DOCUMENT SECTION:
Databases

Here’s a database of 2019 salaries for Columbus Consolidated Government employees

Here are the top 10 paid positions in Columbus Consolidated Government

The Ledger-Enquirer has created a searchable database of Columbus Consolidated Government employees and their salaries for 2019. Here are the top 10 paid positions.
Up Next
The Ledger-Enquirer has created a searchable database of Columbus Consolidated Government employees and their salaries for 2019. Here are the top 10 paid positions.

The Ledger-Enquirer has compiled a searchable database that lists the salaries for full-time employees of the Columbus Consolidated Government.

It includes the employees’ annual approved salary for their current position as of July 30, 2019. City government salaries are a public record and can be obtained through an open records request.

The average salary for a Columbus city employee is $42,353.66, while the average estimated household income in Muscogee County for 2017 was $62,460, according to figures from the United States Census Bureau.

EXTRACTED ENTRIES:
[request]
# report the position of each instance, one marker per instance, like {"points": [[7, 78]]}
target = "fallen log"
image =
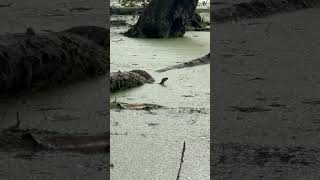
{"points": [[196, 62], [39, 140], [35, 60], [125, 80]]}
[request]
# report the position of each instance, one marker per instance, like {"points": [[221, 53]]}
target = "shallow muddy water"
{"points": [[147, 145], [76, 108]]}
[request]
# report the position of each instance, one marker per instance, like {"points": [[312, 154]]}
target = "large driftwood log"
{"points": [[163, 19], [30, 60], [125, 80]]}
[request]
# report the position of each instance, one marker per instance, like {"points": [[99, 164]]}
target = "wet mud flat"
{"points": [[266, 73]]}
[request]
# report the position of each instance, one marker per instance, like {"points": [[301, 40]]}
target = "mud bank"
{"points": [[163, 19], [137, 10], [196, 62], [40, 140], [260, 8], [125, 80], [36, 60]]}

REQUESTS:
(1) In the article about Columbus city employee salaries, what is the average salary for a Columbus city employee?
(2) Write the next few sentences of the article about Columbus city employee salaries, starting right after its final sentence.

RESULTS FOR THE EXERCISE:
(1) $42,353.66

(2)
Here are some of salaries of top positions in the city:

  • Mayor Skip Henderson is paid $81,284.58
  • City Manager Isaiah Hugley: $147,872.40
  • Police Chief Ricky Boren: $111, 967.07
  • Sheriff Donna Tompkins: $102,736.56
  • Fire and EMA Chief Jeffery Meyer: $107,719.01
  • City Attorney Clifton Fay: $118,405.44
  • Tax Commissioner Lula Huff is the highest paid woman on city payroll with a salary of $130,193.88.

It should be noted that some employees may be on unpaid leave and may not earn the full salary associated with their position.

The salaries are also not reflective of overtime or other compensation the employee might receive.

The city budget for fiscal year 2020, approved by council in June, includes a 1% raise for all full-time city employees hired on or before June 30, 2018 as well as a 1% cost of living increase for all employees.

Both of those raises will go into effect in January 2020.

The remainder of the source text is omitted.